= 本文 =
# # #

遺言書の相談は誰にすべき?税理士・弁護士・司法書士の違いと選び方を解説

はじめに|遺言書を残すにも「相談先選び」が重要で
「もしものときに備えて遺言書を作っておきたいけど、誰に相談すればいいのか分からない…」
「親が遺言書を残しているけど、それをどう扱えばいいの?」
こうした悩みを抱えている方は年々増えています。
遺言書は、家族や相続人の間でトラブルを避け、ご自身の想いを確実に伝えるための法的手段です。しかし、その作成や保管、執行に関しては多くの専門知識が必要となり、税理士・司法書士・弁護士のいずれかに相談するケースが一般的です。
この記事では、あなたの状況に合わせた適切な相談先の選び方と、それぞれの専門家ができることを分かりやすく解説します。
遺言書とは?自筆・公正・秘密の3種類を知ろう
日本の遺言書には、主に3つの種類があります。それぞれにメリット・デメリットがあり、どの形式を選ぶかで相談先も変わってきます。
自筆証書遺言
- 本人がすべて手書きで作成
- 2020年以降、一部パソコン印刷と押印でも有効
- 法務局での保管制度を利用すれば、家庭裁判所の検認が不要
- 費用がかからず手軽だが、内容や形式に不備があると無効になるリスク
公正証書遺言
- 公証役場で公証人のもとで作成
- 専門家が内容をチェックするため、法的効力が高く、安全性も高い
- 証人2名が必要
- 作成費用がかかる(財産額に応じて変動)
秘密証書遺言
- 内容を秘密にしたまま、本人が作成して公証人に提出
- 自筆でなくてもOKだが、手続きが煩雑
- あまり使われない
種類 | 作成方法 | 家庭裁判所での検認 | 費用 | 安全性 | おすすめ度 |
---|---|---|---|---|---|
自筆証書遺言 | 本人がすべて手書き(法務局保管も可能) | 原則必要(保管制度利用で不要) | ほぼ無料 | △(形式ミスで無効の可能性) | ★★★☆☆ |
公正証書遺言 | 公証人が作成(証人2名が必要) | 不要 | 数万円〜(財産額により変動) | ◎(法的信頼性が高い) | ★★★★★ |
秘密証書遺言 | 本人が作成・署名し、公証役場に提出 | 必要 | 数千円〜 | △(発見・執行のリスク) | ★★☆☆☆ |
遺言書の相談ができる士業の違いと役割
「遺言書を作成したい」「遺言の内容を確認したい」

# # #

= 課題の指示 =
本文に示された日本の遺言書の種類をすべて挙げよ。

= 資料一覧 =

# # #

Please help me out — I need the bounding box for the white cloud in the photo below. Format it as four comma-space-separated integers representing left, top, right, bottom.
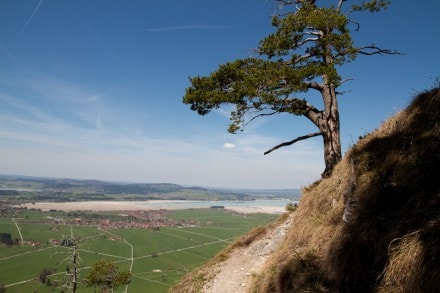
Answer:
223, 142, 235, 149
147, 24, 229, 33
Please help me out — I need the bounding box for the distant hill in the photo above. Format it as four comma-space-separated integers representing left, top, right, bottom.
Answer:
172, 88, 440, 292
0, 175, 300, 201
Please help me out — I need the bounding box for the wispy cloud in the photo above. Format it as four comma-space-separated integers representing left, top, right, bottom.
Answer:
147, 24, 231, 33
17, 0, 43, 40
0, 44, 16, 63
223, 142, 235, 149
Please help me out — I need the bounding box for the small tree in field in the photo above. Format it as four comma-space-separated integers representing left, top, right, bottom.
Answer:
183, 0, 398, 177
84, 261, 131, 292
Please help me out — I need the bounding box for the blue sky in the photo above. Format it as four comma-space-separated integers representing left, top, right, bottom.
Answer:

# # #

= 課題の解答 =
- 自筆証書遺言
- 公正証書遺言
- 秘密証書遺言